REQUIRED WORK —
From the line containing "of the screw" to the final line of the listing, restate each line word for word and add nothing.

TASK INPUTS —

------------------------

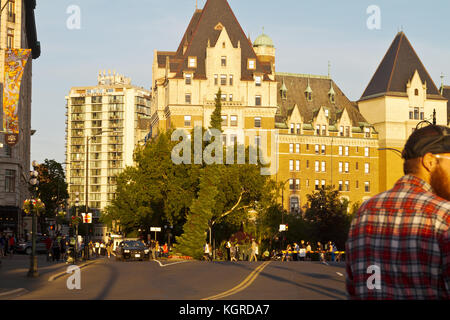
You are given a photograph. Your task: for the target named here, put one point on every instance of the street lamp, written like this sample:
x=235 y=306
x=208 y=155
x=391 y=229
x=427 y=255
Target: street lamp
x=77 y=203
x=33 y=272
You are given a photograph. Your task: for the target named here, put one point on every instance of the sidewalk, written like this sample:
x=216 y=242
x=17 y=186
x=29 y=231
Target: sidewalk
x=13 y=274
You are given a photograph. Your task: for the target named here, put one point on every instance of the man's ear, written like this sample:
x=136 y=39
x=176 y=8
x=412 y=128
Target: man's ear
x=429 y=162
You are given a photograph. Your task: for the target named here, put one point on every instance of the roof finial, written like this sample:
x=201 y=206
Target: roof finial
x=329 y=69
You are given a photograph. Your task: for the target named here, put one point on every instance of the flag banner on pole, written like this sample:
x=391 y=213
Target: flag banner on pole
x=15 y=62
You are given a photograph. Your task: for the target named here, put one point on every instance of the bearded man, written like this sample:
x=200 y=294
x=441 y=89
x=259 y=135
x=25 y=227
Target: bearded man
x=398 y=245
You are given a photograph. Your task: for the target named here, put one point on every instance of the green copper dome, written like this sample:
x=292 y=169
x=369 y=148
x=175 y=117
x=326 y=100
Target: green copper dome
x=263 y=40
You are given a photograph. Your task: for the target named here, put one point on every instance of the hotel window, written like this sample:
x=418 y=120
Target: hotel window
x=188 y=79
x=251 y=64
x=233 y=121
x=10 y=180
x=224 y=121
x=187 y=121
x=187 y=98
x=257 y=122
x=233 y=139
x=258 y=141
x=223 y=79
x=257 y=100
x=416 y=113
x=10 y=39
x=258 y=81
x=192 y=62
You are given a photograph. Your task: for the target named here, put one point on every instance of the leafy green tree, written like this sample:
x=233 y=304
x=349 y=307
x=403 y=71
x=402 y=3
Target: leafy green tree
x=195 y=229
x=52 y=189
x=216 y=117
x=328 y=216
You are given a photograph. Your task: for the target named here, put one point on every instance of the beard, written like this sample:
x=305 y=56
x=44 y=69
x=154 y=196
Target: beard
x=440 y=182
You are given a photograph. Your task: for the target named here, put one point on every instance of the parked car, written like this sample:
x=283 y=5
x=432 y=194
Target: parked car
x=132 y=250
x=26 y=246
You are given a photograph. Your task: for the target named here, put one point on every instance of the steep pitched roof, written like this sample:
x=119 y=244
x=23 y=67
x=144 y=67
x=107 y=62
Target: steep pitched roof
x=396 y=68
x=296 y=85
x=203 y=28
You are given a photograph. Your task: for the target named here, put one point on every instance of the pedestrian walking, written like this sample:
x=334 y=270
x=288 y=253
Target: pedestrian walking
x=254 y=251
x=403 y=234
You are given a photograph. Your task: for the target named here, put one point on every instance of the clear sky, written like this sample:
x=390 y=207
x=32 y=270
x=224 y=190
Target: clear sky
x=121 y=35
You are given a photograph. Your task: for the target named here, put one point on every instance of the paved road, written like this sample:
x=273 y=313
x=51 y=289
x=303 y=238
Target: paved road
x=195 y=280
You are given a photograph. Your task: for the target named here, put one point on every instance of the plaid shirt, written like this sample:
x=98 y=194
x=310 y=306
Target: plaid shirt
x=405 y=233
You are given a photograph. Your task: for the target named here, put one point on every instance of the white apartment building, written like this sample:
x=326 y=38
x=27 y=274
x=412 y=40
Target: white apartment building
x=104 y=122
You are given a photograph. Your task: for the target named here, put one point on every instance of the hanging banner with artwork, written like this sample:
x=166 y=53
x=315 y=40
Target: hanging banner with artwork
x=15 y=62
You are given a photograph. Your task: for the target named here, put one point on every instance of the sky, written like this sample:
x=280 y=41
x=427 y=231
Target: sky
x=122 y=35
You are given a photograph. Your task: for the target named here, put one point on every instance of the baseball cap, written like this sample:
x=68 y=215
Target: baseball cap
x=430 y=139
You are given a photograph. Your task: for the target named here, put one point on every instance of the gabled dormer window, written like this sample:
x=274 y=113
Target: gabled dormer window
x=192 y=62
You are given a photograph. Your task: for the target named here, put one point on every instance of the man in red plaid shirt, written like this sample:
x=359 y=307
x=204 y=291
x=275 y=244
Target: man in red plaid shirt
x=398 y=245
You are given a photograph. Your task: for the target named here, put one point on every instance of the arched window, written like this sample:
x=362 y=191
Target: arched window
x=294 y=204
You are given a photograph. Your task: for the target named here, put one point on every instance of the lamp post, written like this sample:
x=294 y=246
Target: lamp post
x=33 y=272
x=88 y=139
x=77 y=203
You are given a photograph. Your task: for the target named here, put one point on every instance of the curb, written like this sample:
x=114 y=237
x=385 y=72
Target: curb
x=13 y=293
x=59 y=275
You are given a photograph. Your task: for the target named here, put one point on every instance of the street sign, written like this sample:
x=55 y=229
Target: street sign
x=87 y=217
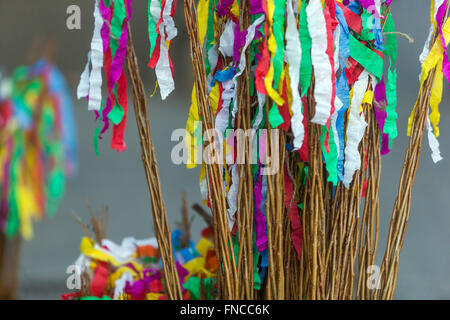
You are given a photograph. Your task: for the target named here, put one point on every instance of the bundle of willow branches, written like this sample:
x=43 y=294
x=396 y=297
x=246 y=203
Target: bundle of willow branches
x=295 y=206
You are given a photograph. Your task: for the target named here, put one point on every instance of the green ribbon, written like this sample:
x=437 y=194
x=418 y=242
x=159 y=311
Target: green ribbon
x=369 y=59
x=390 y=125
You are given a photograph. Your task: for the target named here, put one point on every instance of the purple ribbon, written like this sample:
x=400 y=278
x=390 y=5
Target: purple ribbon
x=381 y=114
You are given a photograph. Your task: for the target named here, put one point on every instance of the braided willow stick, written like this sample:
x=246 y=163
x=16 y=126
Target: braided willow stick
x=402 y=205
x=229 y=281
x=160 y=219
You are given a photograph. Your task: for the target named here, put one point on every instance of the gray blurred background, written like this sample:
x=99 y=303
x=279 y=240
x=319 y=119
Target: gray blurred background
x=118 y=180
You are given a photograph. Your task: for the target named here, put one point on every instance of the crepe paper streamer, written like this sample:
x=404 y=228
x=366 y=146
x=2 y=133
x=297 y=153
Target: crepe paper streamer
x=434 y=59
x=433 y=143
x=91 y=82
x=95 y=79
x=446 y=63
x=380 y=104
x=162 y=13
x=355 y=129
x=293 y=55
x=39 y=146
x=232 y=195
x=390 y=127
x=260 y=219
x=306 y=45
x=323 y=94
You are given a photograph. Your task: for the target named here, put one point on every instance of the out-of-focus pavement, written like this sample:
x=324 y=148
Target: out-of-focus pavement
x=118 y=180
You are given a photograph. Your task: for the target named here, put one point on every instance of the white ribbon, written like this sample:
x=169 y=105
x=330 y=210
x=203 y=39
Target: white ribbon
x=293 y=54
x=323 y=93
x=355 y=129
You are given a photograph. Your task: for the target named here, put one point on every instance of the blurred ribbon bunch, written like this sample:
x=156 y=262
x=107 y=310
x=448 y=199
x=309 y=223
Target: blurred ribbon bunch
x=133 y=270
x=39 y=146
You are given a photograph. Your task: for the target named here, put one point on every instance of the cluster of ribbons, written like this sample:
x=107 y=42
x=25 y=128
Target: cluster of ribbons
x=107 y=55
x=133 y=269
x=434 y=56
x=38 y=146
x=341 y=45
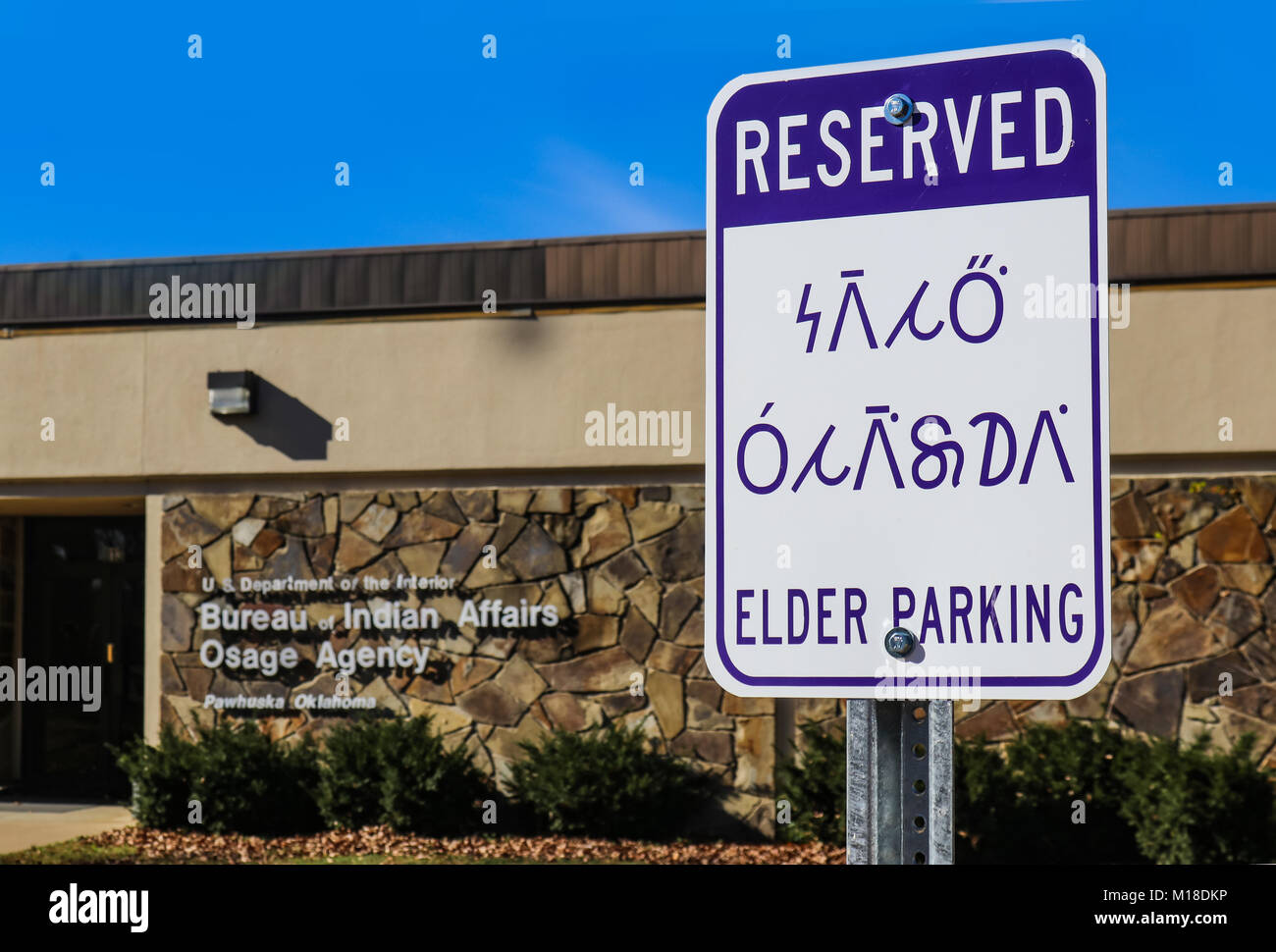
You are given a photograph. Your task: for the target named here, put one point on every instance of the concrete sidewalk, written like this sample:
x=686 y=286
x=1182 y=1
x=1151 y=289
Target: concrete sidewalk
x=38 y=823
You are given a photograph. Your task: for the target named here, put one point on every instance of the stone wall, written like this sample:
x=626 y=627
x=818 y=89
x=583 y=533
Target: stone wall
x=1194 y=617
x=623 y=566
x=1194 y=599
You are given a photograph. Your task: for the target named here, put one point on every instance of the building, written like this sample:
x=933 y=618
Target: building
x=448 y=421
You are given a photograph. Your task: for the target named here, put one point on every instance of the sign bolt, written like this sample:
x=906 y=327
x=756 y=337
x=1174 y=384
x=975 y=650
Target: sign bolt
x=898 y=109
x=900 y=642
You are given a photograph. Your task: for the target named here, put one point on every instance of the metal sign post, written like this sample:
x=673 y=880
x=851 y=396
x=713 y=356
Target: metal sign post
x=900 y=782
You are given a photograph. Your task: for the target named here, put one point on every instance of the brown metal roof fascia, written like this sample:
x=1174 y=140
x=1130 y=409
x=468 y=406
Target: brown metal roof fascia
x=1147 y=245
x=1195 y=242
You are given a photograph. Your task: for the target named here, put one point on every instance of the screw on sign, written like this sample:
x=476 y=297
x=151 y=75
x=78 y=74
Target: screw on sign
x=936 y=527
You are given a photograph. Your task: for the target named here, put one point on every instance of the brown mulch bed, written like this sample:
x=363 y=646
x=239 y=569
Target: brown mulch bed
x=182 y=846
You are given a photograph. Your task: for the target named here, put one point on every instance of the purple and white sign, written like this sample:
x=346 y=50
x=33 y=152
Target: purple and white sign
x=907 y=378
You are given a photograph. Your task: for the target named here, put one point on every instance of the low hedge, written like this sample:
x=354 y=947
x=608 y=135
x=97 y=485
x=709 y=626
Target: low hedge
x=1143 y=802
x=607 y=782
x=370 y=771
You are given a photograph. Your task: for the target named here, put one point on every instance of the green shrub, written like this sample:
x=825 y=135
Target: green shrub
x=399 y=772
x=243 y=784
x=161 y=778
x=1021 y=810
x=1191 y=806
x=816 y=789
x=607 y=782
x=349 y=789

------------------------

ANSWER —
You are given a photograph. Your task: for the target named here, put one point on every instance of the screw on sign, written like this sample:
x=476 y=297
x=151 y=75
x=78 y=74
Target: screw on sign
x=936 y=527
You are given a photograph. Your task: for the target named here, put one point on every instance of the brown mulch bed, written like this sample:
x=363 y=646
x=239 y=569
Target: brown mulch bed
x=182 y=846
You are given a photograph. Your task: for the target named here, put one point on every instance of the purple and white sign, written like this sample:
x=346 y=50
x=33 y=152
Target: purple and white sign
x=907 y=378
You are given a photograph. Your task: for the target named here, put one point on every instance of the low hedge, written like this sample:
x=354 y=947
x=608 y=135
x=97 y=485
x=709 y=626
Target: low hedge
x=1143 y=802
x=607 y=782
x=370 y=771
You are given a photograph. Your task: for the target named here, put one point on every instance of the green shrub, written like this sample:
x=825 y=135
Target: green shrub
x=399 y=772
x=243 y=784
x=161 y=778
x=1021 y=810
x=1191 y=806
x=816 y=789
x=607 y=782
x=349 y=789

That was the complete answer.